→ **WHAT YOU WILL DO**:
a: From the oncology news briefs, repeat the passage from "NEW YORK – Broome" up to and including "process, Broome added.".
b: Answer yes or no for each statement about the oncology news briefs, quoting the words of the briefs that settle it: (i) VIPER is a platform made by Deep Lens; (ii) Canexia Health launched Project ACTT in July 2021; (iii) Canexia estimated that 11 percent of samples come from patients in rural areas.
c: Write the next part of the oncology news briefs, starting after their final sentence.

→ **DOCUMENT EXTRACT**:
NEW YORK – Broome Oncology, a provider of oncology and hematology services in Central New York, said this week it has integrated Deep Lens' artificial intelligence-based screening and enrollment platform, called VIPER, to help its clinical trial care team members identify and match patients to precision oncology trials. Deep Lens' platform combines data from lab tests, electronic medical records, and genomic data to match patients to trials. The company said that identifying cancer patients eligible for clinical trials is a time-consuming process that often requires manual searches of patient records and office notes, a task even more challenging amid the pandemic, which has created workforce limitations. VIPER should help to streamline the identification and screening process, Broome added.
British Columbia-based cancer genomic testing firm Canexia Health this week provided several updates related to Project ACTT (Access to Cancer Testing & Treatment in Response to COVID-19), an effort it launched in July 2020 to provide circulating tumor DNA testing to cancer patients and enable selection of treatment during the COVID-19 pandemic, while biopsy surgeries are delayed. More than 800 cancer patients in Canada have received ctDNA testing since the start of Project ACTT, which has received samples from patients in Nova Scotia, New Brunswick, Quebec, Ontario, Saskatchewan, Alberta, and British Columbia. The company estimated that 11 percent of samples are from patients in rural areas that often lack access to genomic testing. Canexia further noted that Pfizer, Novartis, and the Nova Scotia Health Authority have also joined the collaboration. The company also said that the project is generating data that will help accelerate Canadian provincial health coverage for ctDNA testing for cancer treatment selection over the long term.

→ **GIVEN INFORMATION**:

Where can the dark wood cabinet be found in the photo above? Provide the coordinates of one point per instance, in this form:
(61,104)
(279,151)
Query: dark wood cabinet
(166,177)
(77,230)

→ **RESPONSES BY ITEM NUMBER**:
a:
NEW YORK – Broome Oncology, a provider of oncology and hematology services in Central New York, said this week it has integrated Deep Lens' artificial intelligence-based screening and enrollment platform, called VIPER, to help its clinical trial care team members identify and match patients to precision oncology trials. Deep Lens' platform combines data from lab tests, electronic medical records, and genomic data to match patients to trials. The company said that identifying cancer patients eligible for clinical trials is a time-consuming process that often requires manual searches of patient records and office notes, a task even more challenging amid the pandemic, which has created workforce limitations. VIPER should help to streamline the identification and screening process, Broome added.

b:
(i) Yes: "integrated Deep Lens' artificial intelligence-based screening and enrollment platform, called VIPER"
(ii) No: "an effort it launched in July 2020"
(iii) Yes: "The company estimated that 11 percent of samples are from patients in rural areas"

c:
Cancer therapeutics firm Adastra Pharmaceuticals in Princeton, New Jersey, announced the completion of a Phase Ib trial of its CDK9 inhibitor zotiraciclib plus temozolomide, which was sponsored and conducted by the National Cancer Institute in patients with recurrent, high-grade gliomas. According to the company, the trial has met its primary endpoint of progression-free survival and demonstrated "a profound benefit" in glioma patients with IDH-mutated tumors over historical controls. The drug was also well tolerated, and Adastra plans to present and publish the study findings soon. Adastra CEO Scott Megaffin said in a statement that based on these findings, the company is moving zotiraciclib into registration-enabling studies in high-grade glioma patients and exploring the activity of the drug in other solid tumors and hematologic cancers.
Hoag Memorial Hospital Presbyterian in Newport Beach, California has launched a Molecular Imaging and Therapy Program to advance the center's personalized approach to cancer care. According to Gary Ulaner, who will lead the program, the molecular imaging techniques implemented at Hoag will not only enable more precise cancer diagnoses but could ultimately help identify which patients are most likely to respond to immunotherapy. Ulaner is bringing a number of molecular imaging-based clinical trials to the hospital's new program, including studies focused on using radiotracers for both targeted treatment and more precise diagnosis.
In Brief This Week is a selection of news items that may be of interest to our readers but had not previously appeared on Precision Oncology News.